We love this dress around here. After Ella’s tremendous effort during the draping process, I just finished it today. She loves it now, and was complemented at every turn when we were out in it for diner. We both love when that happens. I wanted to make something with gentle folds, and have been dying to try out this beautiful Tencel I purchased a while back.
In case you’re wondering what Tencel is (I was, before I bought it):
Tencel (Lyocell) is the first new fiber in 30 years, and being made of wood pulp cellulose, it is the first new natural fiber in a lot longer than that. The properties and production processes were unique enough for the US Federal Trade Commission to designate tencel as a separate fiber group. Tencel was developed by Tencel, Inc., and Tencel is the registered trademark of Tencel Ltd. (Tencel, Inc. in the US), for lyocell fibers.
Tencel is a manufactured fiber, but it is not synthetic. Tencel begins with cellulose which is processed with a non-toxic, recyclable dissolving agent, most of which is recycled back into the fiber manufacturing process. Tencel can be woven in 100% tencel fabrics (but it still is a bit expensive), or blended with other fibers. Like other natural fibers, tencel is naturally biodegradable. Tencel is yarn dyed and absorbs colors much better than most other fibers, and it is particularly striking in deep tones, taking on a jewel-like appearance. Lyocell can be made into microfibers (very fine fibers), offering depth and body to fabrics combined with luxurious drape. Short staple length fibers give a cotton-like look to fabrics. Long filament fibers give the finished fabric more silk-like qualities.
So, here she is in the Chrysanthemum Overshirt (v2) and her Woodland Adventure Dress.

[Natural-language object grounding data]
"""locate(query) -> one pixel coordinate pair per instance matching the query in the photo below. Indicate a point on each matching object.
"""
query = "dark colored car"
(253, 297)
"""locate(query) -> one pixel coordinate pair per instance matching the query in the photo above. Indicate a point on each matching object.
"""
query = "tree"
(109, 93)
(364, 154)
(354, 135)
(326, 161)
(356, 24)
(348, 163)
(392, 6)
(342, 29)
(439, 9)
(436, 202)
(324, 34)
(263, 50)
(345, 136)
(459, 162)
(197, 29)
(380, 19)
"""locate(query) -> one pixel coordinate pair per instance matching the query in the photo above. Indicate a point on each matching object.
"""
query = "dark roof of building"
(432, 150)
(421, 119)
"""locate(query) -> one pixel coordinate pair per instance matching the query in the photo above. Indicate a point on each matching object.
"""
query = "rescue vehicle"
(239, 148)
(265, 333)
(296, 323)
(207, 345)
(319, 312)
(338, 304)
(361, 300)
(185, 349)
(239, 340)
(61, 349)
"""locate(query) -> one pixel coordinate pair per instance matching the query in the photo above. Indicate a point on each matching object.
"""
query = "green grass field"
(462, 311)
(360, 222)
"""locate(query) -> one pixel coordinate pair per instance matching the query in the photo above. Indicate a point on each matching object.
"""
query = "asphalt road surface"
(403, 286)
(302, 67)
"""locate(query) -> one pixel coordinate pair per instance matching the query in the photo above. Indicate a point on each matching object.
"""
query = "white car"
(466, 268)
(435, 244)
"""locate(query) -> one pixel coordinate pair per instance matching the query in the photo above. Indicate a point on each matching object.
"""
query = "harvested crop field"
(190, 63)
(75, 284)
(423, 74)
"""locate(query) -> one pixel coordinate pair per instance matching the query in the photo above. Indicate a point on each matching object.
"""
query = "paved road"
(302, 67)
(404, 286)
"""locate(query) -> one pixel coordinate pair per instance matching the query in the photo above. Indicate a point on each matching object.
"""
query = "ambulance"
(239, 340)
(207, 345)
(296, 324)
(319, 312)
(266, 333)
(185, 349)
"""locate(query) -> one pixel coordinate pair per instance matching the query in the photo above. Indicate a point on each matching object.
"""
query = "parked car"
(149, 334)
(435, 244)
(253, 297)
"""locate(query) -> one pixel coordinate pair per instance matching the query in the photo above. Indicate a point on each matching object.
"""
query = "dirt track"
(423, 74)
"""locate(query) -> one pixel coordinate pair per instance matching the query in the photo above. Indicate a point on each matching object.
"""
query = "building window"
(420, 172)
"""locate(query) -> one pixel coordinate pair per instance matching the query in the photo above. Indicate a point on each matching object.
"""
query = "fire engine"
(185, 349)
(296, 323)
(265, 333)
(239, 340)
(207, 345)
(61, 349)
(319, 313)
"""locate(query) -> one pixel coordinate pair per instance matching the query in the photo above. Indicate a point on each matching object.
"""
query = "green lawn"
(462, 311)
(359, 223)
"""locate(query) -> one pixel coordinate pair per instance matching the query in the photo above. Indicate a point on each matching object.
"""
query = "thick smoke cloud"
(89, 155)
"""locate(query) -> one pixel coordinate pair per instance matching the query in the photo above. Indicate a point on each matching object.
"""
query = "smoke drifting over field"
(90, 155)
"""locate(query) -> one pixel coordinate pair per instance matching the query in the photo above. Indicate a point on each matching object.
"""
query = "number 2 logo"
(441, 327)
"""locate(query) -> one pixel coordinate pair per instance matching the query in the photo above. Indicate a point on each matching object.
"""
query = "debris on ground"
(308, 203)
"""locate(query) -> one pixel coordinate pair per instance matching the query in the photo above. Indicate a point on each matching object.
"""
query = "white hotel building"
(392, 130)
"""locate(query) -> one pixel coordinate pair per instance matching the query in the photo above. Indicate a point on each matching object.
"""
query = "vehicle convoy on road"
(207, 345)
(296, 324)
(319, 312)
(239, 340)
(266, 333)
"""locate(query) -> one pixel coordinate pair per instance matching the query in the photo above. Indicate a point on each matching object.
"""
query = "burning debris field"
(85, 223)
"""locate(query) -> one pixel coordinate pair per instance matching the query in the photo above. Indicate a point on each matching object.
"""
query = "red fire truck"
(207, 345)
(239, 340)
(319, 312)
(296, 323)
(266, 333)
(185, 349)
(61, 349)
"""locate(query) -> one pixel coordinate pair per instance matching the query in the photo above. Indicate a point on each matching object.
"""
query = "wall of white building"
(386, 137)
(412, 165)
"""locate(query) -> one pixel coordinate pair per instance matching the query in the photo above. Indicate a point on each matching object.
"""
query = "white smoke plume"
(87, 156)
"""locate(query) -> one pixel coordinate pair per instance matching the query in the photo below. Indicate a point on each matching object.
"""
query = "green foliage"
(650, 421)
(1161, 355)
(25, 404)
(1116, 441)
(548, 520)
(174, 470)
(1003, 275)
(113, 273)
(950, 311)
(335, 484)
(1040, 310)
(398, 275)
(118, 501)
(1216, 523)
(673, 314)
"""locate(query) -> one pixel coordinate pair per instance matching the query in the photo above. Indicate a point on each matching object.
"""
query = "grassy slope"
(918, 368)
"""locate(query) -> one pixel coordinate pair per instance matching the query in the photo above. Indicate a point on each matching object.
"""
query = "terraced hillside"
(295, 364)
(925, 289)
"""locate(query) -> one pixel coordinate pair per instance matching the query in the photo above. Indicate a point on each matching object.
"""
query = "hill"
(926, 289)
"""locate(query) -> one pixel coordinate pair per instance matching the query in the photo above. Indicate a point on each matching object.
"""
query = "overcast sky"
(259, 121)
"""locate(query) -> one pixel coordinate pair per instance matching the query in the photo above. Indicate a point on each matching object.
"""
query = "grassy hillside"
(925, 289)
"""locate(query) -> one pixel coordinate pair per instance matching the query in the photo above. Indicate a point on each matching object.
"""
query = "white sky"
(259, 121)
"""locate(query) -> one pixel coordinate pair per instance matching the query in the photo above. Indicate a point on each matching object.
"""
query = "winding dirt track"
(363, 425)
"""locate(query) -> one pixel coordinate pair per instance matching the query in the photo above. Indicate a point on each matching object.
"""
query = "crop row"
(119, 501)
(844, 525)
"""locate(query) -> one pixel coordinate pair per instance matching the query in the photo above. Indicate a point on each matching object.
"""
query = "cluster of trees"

> _Exercise set_:
(1) According to the post about sewing the Tencel dress, what is Tencel made of?
(2) Write the next part of the post about sewing the Tencel dress, starting after its last sentence.
None of the tasks need the records.

> _Solved tasks_:
(1) Wood pulp cellulose.

(2)
The Tencel truly does feel like washable, drape-y silk. Randomized tucks at the neckline and inverted box pleats at the sleeve cap control the volume, while providing some interesting detail. The bound sleeve hem is perfectly soft and comfortable on the inside, and pushes up to the elbow for dinnertime. There is a tiny box pleat to shape the front hem. The trim is done in the same Kokka Ouka Chrysanthemum Pinwheels fabric as the Overshirt (in the twig/lavender colorway). They could be worn together, but they don’t have to be paired like this. There are so many colors in the Ouka fabric, but this putty grey happened to be the dreamy, ecologically friendly Tencel I’ve been dreaming of for this dress.
The raglan sleeves fit beautifully, and the single-button closure at the left shoulder is very easy to get onto a wiggly toddler. I used the same caramel button as on the Overshirt from Grandma’s button stash, but will have to find some similar buttons for any Overshirts sold in the shop.
She’s ready for anything in this dress…and before you ask, the boots (aren’t they fabulous?) are of man-made materials from Target. J actually ran over to Target to get a size 9 because we have a 7 now and he doesn’t want her to grow out of these yet this winter. Silly daddy.